Records
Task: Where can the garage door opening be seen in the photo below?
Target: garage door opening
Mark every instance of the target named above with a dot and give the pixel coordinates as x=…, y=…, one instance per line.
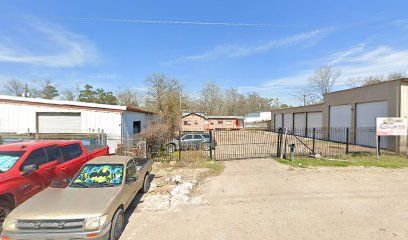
x=49, y=122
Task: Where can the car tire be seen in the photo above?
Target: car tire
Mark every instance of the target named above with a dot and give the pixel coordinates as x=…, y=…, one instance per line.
x=118, y=224
x=206, y=146
x=5, y=209
x=171, y=148
x=146, y=184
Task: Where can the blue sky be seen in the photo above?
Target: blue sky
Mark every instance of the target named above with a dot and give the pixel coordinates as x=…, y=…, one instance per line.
x=273, y=50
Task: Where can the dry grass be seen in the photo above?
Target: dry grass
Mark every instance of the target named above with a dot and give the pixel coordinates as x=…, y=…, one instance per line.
x=385, y=161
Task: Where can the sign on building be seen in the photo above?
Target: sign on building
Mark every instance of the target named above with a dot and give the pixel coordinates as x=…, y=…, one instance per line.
x=392, y=126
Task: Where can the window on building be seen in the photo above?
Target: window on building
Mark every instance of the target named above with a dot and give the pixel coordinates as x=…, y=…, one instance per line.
x=137, y=127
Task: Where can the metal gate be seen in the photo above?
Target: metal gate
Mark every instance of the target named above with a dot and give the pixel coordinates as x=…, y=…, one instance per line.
x=244, y=144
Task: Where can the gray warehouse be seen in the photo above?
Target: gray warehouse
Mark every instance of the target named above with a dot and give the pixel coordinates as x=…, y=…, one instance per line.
x=355, y=108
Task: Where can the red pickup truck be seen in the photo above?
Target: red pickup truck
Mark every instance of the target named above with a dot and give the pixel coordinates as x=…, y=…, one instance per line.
x=26, y=168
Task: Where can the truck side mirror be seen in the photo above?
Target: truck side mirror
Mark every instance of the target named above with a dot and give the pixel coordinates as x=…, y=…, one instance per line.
x=131, y=180
x=27, y=169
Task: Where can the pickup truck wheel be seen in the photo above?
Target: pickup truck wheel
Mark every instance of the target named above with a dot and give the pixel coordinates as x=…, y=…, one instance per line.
x=146, y=184
x=5, y=209
x=118, y=223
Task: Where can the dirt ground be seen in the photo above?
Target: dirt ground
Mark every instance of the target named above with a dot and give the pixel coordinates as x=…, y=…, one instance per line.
x=262, y=199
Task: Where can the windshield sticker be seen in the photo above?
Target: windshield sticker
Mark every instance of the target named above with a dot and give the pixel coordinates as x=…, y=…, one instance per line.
x=99, y=174
x=7, y=162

> Set task
Give back exactly the lines beginning at the one with "Task: Where can the pickup" and ending at the final line of the material; both boundary lines belong in it.

> Solution
Task: Where can the pickup truck wheel be seen in the photo above?
Target: pickup truck wheel
Mark every instance of the target named above with a dot and give the pixel coordinates as x=…, y=…, one instance per line.
x=146, y=184
x=5, y=209
x=118, y=223
Task: Where can the dirt ground be seen in the photo above?
Target: dirt ground
Mark every instance of the target named above with a dot and give the pixel coordinates as x=…, y=…, one instance per line.
x=262, y=199
Task: Where can the windshield sticker be seen in the photo above?
Target: windshield sticker
Mark every instance of the target named above with a dot and give the pixel coordinates as x=…, y=…, one instance per line.
x=99, y=174
x=7, y=162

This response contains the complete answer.